REQUIREMENT: Please state how many lines in the records below contain the word "grass", and give only the number.

RAW RECORDS:
>>>>>

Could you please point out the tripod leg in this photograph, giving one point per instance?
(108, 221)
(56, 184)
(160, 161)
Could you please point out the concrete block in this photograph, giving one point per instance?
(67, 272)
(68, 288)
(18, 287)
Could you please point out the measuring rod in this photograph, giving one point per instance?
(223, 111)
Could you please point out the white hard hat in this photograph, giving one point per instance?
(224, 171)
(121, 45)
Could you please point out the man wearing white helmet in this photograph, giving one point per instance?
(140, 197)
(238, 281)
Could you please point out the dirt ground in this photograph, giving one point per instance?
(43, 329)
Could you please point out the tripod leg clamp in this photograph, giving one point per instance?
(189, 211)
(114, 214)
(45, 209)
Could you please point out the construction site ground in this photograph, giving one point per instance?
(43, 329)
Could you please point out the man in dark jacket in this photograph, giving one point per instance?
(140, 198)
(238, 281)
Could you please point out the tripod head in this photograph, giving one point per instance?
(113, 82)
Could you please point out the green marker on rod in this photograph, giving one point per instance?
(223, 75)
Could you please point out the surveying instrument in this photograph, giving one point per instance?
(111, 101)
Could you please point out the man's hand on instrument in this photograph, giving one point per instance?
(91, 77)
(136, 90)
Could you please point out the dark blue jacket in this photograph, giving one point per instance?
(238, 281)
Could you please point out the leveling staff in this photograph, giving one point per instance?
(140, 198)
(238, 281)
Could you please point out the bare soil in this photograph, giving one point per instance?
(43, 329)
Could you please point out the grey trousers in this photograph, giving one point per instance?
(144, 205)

<<<<<
>>>>>

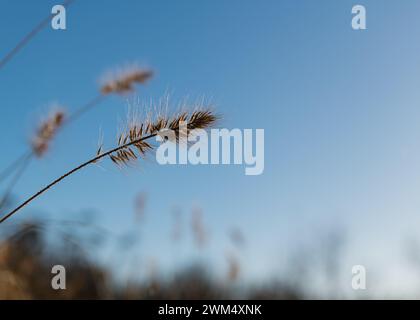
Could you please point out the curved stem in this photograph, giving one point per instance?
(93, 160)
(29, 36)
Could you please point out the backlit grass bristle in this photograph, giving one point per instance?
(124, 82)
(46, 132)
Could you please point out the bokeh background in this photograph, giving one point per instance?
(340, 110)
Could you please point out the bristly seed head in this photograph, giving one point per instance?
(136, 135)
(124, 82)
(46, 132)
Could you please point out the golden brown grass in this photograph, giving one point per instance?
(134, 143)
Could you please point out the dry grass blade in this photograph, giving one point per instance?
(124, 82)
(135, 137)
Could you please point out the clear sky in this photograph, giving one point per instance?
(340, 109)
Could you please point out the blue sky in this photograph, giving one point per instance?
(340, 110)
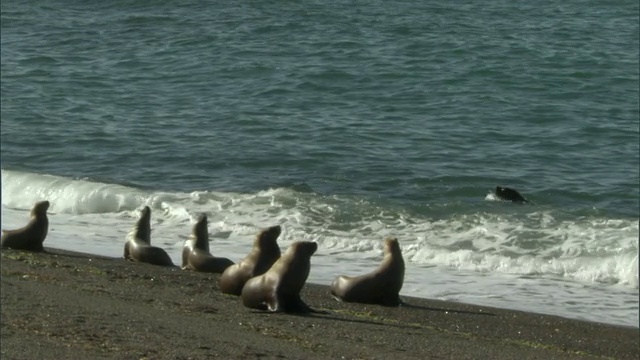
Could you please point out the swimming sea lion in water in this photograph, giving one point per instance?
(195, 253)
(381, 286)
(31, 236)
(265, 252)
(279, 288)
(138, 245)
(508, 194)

<<<<<

FINAL RESULT: 3